DIRECTIVES:
a) Please reproduce the stretch from "For my final" through "a traction trebuchet." in the trebuchet post, word for word.
b) Answer these questions using the trebuchet post:
(i) How far back, and where, can the trebuchet be traced?
(ii) What was tied to the end of the traction trebuchet's arm opposite the sling?
(iii) During which siege was the counter weight trebuchet introduced to Europe?
c) Carry the trebuchet post forward from the point where it stops.

PAGE EXCERPT:
Author Archives: hoplologyenthusiast

Final Project: Counter Weight Trebuchet


For my final project I decided that I wanted to build a trebuchet because when I originally took this course that was the sort of thing that I thought we were going to talk about. The trebuchet can be traced as far back as 300 B.C in Ancient China (Tarver 130). This form of trebuchet was what is known today as a traction trebuchet.

The traction trebuchet was similar to the more traditional counter weight trebuchet that most people think of but with the major difference being the method of swinging the arm. The traction trebuchet was typically consisted of a off set arm on an axel. The long end of the arm would have a sling that could hold the projectile to be thrown, with a large number of ropes tied to the other end. These ropes would be grabbed by the team of men once the siege engine had been aimed at its target. The men would then jump up, and pull the ropes down all at once, swinging the arm upwards and launching the payload towards the target. This would be the only version of the catapult to exist into 500 AD when the French would adopt it in large numbers (Traver 152). This trebuchet would continue to be used until 1216 during the Siege of Dover where the counter weight trebuchet was introduced to Europe.


A model of a Traction Trebuchet (Todd)

DATA EXCERPTS:
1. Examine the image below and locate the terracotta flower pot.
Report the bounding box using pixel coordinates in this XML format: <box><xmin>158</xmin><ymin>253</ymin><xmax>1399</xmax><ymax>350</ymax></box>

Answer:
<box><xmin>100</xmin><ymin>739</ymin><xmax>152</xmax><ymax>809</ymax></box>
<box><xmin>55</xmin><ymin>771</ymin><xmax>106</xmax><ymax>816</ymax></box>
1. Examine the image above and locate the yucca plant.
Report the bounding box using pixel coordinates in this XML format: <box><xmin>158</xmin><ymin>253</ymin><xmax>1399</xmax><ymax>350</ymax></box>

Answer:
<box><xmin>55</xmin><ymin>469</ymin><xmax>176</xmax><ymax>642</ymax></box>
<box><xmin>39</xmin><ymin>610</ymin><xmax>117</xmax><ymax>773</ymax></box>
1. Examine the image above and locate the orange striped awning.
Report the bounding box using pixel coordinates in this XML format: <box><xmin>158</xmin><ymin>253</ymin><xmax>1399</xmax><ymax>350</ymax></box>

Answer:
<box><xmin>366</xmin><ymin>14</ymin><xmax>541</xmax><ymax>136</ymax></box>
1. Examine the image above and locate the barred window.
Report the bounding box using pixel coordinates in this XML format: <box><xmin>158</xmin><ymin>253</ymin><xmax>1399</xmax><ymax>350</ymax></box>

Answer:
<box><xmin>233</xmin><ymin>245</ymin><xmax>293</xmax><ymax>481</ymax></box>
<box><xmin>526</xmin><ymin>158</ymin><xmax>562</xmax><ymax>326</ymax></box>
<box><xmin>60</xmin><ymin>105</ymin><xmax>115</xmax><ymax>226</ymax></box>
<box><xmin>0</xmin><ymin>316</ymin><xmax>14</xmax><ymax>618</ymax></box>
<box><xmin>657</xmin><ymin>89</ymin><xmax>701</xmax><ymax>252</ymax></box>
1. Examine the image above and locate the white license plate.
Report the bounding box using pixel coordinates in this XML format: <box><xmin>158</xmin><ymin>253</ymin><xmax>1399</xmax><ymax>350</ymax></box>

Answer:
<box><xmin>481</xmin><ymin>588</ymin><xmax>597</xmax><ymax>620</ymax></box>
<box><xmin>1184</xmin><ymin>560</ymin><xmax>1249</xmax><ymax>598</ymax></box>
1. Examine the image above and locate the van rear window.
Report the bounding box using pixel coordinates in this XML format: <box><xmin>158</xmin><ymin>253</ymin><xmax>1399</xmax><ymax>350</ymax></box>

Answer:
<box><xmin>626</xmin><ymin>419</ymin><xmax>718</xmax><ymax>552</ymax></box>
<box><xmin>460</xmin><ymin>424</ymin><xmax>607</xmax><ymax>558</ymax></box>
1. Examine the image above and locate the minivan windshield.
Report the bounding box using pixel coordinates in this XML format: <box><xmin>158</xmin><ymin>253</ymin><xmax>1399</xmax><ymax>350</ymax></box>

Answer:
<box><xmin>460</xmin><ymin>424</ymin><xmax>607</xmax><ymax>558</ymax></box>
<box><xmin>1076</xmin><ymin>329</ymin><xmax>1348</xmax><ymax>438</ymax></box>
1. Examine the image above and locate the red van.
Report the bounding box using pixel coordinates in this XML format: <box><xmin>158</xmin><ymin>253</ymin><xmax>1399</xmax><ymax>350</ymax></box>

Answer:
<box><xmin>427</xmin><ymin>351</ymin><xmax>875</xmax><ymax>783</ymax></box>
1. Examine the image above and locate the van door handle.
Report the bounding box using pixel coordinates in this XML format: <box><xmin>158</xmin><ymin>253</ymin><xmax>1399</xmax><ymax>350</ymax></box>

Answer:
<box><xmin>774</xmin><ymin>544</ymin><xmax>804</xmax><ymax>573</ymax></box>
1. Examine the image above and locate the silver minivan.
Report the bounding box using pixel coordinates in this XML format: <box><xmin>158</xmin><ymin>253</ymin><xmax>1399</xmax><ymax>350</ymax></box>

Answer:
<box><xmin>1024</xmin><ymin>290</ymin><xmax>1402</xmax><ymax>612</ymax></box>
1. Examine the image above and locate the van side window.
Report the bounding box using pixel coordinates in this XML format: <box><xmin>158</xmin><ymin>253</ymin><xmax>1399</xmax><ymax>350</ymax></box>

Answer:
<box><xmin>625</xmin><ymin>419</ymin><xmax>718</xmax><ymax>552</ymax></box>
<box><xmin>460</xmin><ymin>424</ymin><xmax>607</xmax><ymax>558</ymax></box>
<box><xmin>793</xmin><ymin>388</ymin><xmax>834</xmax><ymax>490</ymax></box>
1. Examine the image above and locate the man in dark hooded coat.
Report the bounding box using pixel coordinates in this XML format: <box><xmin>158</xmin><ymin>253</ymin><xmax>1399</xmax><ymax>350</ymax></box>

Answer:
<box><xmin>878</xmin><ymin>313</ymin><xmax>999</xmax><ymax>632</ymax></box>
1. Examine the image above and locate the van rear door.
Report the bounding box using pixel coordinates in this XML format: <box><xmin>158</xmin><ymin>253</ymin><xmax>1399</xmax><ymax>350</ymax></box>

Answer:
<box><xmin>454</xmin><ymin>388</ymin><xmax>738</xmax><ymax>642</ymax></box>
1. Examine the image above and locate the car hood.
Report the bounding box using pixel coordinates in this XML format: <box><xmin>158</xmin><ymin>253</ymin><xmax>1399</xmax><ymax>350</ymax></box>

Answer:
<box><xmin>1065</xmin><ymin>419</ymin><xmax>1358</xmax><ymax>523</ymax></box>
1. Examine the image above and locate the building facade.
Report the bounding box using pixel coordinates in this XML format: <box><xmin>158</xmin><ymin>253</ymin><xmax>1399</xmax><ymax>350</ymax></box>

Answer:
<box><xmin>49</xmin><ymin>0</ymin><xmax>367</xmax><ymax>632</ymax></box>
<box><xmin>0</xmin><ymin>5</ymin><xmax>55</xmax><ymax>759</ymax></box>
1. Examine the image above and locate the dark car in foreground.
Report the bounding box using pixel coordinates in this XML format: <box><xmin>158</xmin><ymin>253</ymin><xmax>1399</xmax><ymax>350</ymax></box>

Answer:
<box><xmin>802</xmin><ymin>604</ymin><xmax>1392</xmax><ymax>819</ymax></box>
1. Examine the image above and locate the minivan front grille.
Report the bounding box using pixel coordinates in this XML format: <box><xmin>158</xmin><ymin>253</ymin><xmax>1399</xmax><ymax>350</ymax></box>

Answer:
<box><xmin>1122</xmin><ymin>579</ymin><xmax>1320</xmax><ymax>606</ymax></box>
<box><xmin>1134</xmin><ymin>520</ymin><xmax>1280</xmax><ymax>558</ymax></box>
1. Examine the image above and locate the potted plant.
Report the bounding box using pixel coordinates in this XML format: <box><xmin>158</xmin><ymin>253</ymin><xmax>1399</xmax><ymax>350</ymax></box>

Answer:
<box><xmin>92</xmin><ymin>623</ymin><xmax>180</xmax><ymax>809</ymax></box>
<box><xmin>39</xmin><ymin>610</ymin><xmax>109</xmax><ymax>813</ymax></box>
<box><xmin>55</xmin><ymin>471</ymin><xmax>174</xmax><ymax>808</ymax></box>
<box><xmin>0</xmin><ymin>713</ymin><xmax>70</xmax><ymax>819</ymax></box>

RESULTS IN ORDER:
a)
For my final project I decided that I wanted to build a trebuchet because when I originally took this course that was the sort of thing that I thought we were going to talk about. The trebuchet can be traced as far back as 300 B.C in Ancient China (Tarver 130). This form of trebuchet was what is known today as a traction trebuchet.

b)
(i) As far back as 300 B.C. in Ancient China.
(ii) A large number of ropes.
(iii) The Siege of Dover, in 1216.

c)
The counter weight trebuchet is the trebuchet most commonly thought of, depicted, and well known trebuchet. It’s construction was very similar to that of the counter weight trebuchet in terms of how the arm, payload, and method of propulsion were set up with the main difference being the mechanism to swing the arm. Where the traction trebuchet used ropes and a team of men to pull the weight down, the counter weight trebuchet simply had a large weight instead. The weight would constantly be on the ground unlike the traction trebuchet who had the ropes constantly on the raised side of the arm. The arm would then be lowered down using a system of pulleys to load the payload and prepare for firing. Upon pulling a levear the arm would swing and the payload would fire. The pulley system was based upon the trebuchet size with smaller ones using a hand crank while larger ones would require what was essentially a human sized hamster wheel. The counter weight trebuchet would generally replace the traction trebuchet until the popularization of the cannon and gunpowder which would be used to replace it.


A Model of a Counter Weight Trebuchet ( Akinom)

I decided to make my trebuchet using some methods that could have been used back in the day. Instead of building my trebuchet using nails, improved geometry, and today’s architecture tools to build it I decided to build one using woodworking techniques and to make it look similar to how they would have back in the day. I decided to use wooden dowels instead of nails by drilling holes into the wood and pushing wooden dowels through the holes too small for the dowels and cutting the dowels to size by hand after. The other method that I used was a woodworking technique called a rabbet join where you cut the wood to half length and stack them on top of one another before pinning them together.  Below are my pictures of in progress and some pictures that I made of the wood working techniques I used.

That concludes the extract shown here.